Required work — Write out the stretch of rows below, from the very start through the line containing "positive clicks: (1334, 173) (1199, 30)", as a numbered list, leaving out any blank lines.

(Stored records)
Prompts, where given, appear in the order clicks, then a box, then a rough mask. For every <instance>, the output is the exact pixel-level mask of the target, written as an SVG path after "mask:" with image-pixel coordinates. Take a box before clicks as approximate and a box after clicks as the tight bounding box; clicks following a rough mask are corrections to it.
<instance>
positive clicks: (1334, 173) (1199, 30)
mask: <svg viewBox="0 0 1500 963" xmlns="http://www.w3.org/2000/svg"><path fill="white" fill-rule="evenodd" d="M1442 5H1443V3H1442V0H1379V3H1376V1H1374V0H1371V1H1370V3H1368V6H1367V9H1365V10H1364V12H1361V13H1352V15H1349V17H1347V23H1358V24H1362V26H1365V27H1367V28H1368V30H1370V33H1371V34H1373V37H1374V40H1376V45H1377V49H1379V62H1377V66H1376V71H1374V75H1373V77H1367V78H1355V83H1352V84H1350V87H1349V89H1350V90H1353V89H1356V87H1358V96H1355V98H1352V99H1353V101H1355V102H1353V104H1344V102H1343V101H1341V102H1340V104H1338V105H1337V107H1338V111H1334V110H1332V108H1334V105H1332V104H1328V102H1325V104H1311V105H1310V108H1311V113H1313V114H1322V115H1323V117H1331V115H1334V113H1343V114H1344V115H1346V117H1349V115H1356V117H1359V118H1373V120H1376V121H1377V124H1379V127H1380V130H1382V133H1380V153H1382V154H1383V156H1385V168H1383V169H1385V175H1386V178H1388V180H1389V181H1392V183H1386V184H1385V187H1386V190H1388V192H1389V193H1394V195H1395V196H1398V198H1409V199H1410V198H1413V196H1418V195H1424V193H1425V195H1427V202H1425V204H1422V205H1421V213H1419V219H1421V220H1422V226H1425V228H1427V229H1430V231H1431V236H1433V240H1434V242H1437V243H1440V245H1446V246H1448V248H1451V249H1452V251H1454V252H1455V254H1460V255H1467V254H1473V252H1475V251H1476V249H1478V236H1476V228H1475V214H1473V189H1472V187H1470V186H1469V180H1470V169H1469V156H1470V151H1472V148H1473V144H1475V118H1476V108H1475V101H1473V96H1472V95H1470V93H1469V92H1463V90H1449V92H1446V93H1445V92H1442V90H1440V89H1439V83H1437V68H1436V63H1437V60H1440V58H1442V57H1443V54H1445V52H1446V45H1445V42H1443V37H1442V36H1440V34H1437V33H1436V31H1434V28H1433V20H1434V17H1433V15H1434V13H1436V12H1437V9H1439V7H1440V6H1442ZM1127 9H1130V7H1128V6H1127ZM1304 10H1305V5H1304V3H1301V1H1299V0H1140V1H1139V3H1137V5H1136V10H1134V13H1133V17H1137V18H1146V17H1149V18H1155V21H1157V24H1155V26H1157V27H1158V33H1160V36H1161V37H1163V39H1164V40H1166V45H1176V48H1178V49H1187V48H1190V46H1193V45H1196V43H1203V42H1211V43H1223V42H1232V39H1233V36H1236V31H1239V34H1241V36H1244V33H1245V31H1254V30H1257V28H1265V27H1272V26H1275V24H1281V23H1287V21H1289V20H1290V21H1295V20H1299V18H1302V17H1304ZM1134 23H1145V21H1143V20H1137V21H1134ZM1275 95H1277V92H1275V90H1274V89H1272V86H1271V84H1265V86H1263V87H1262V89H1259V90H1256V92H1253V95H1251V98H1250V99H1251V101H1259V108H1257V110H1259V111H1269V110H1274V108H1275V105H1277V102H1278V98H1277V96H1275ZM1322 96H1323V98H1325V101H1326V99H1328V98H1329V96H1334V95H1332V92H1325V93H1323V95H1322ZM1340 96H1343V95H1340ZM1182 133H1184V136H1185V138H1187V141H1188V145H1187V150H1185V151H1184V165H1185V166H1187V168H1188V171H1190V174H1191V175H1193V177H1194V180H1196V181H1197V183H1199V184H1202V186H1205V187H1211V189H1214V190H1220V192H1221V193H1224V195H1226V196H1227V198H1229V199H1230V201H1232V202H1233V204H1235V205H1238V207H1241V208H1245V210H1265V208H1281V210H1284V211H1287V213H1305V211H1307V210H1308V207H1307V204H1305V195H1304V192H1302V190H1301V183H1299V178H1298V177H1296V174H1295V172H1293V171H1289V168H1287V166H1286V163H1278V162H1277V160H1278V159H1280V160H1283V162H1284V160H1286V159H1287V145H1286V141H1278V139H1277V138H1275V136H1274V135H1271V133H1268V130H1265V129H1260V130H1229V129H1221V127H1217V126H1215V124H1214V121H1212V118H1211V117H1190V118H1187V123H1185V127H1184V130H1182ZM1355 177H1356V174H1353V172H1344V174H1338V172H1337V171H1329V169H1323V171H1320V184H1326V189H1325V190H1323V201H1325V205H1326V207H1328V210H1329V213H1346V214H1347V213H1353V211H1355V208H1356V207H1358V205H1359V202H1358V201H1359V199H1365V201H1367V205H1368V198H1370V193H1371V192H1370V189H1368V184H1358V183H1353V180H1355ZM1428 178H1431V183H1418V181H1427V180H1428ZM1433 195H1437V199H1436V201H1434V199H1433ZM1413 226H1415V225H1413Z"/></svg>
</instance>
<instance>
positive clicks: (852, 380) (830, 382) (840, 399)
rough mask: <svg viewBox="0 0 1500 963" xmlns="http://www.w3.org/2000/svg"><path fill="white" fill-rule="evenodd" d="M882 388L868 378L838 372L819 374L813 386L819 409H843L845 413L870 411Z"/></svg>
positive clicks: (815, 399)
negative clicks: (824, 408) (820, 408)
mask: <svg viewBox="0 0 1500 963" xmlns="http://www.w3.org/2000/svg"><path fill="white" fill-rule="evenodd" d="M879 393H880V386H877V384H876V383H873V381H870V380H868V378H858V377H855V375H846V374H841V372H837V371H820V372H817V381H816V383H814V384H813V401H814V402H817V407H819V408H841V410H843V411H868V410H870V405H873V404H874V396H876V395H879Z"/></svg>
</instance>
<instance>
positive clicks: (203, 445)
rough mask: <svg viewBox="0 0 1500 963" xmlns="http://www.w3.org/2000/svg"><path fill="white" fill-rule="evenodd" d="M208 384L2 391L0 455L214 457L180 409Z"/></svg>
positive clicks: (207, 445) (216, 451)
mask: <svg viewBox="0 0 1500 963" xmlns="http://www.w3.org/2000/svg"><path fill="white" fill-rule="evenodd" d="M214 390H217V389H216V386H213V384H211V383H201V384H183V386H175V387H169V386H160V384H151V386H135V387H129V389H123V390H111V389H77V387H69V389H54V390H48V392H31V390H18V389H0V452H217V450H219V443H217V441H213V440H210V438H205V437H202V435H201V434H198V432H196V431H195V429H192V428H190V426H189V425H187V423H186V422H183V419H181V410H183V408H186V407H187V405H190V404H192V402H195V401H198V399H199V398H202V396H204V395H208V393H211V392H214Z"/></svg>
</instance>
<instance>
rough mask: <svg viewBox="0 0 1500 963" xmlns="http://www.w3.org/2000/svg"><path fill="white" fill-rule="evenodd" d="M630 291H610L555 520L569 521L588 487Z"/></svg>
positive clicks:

Response —
1. Prompts, where given, appear in the order clicks, then a box, then a rough mask. For every <instance>, the output is the exact pixel-level mask of the target, written as an SVG path after "mask:" with image-pixel coordinates. Take a box before clicks as approximate and a box after clicks as the tight bounding box; clicks following a rough mask are corrections to it.
2. <instance>
3. positive clicks: (1334, 173) (1199, 30)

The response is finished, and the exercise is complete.